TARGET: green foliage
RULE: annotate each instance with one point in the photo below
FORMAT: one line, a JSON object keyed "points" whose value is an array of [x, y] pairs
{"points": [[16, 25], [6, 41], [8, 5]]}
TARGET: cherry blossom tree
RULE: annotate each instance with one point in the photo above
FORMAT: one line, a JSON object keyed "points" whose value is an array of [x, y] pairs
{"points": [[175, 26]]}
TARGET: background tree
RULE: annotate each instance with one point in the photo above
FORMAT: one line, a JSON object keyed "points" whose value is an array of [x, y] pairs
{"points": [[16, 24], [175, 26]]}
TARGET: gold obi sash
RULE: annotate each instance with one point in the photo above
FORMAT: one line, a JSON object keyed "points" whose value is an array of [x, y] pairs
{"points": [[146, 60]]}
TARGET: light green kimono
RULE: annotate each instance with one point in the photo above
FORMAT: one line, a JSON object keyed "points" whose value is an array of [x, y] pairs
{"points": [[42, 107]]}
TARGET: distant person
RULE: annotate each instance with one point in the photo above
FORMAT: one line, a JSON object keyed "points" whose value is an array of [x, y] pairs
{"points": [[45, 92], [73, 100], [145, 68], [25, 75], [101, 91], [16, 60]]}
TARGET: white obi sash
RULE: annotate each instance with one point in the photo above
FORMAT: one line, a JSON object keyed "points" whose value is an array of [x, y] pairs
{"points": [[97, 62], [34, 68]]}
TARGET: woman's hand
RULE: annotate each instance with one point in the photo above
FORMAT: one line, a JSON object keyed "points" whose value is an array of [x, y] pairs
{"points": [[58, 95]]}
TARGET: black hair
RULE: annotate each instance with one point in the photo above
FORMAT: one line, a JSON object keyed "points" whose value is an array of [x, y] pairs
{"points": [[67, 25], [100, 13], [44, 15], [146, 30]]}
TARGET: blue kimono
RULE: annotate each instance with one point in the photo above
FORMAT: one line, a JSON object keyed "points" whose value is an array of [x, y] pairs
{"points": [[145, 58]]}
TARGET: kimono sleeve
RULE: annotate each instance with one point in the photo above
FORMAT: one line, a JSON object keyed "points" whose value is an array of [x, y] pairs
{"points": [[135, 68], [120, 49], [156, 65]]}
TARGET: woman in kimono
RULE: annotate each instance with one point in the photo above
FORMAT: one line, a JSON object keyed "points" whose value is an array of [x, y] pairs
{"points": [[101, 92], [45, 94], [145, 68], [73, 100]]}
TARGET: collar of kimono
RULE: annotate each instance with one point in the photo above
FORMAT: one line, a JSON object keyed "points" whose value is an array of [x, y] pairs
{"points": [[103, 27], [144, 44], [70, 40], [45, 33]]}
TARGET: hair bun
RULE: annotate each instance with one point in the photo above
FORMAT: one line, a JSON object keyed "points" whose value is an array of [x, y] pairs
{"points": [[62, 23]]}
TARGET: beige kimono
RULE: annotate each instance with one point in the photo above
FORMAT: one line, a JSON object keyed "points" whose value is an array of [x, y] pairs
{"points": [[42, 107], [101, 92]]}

### Ziel
Gib die Zeilen von der Zeile mit „TARGET: collar of kimono“ bis einschließlich der letzten Zeile der Datensätze unverändert wieder.

### Antwort
TARGET: collar of kimono
RULE: annotate each instance with one point in the photo above
FORMAT: one line, a JSON object keyed "points" whose value is an array of [x, y] pairs
{"points": [[103, 27], [144, 44], [70, 40], [45, 33]]}
TARGET: hair bun
RULE: annotate each instance with one point in the photo above
FORMAT: one line, a JSON object keyed "points" whose value is an array of [x, y] pairs
{"points": [[62, 23]]}
TARGET: beige kimono
RULE: annotate each instance with one point in the photo above
FORMAT: one line, a JSON object keyed "points" whose value is an array of [x, y] pairs
{"points": [[42, 107], [101, 92]]}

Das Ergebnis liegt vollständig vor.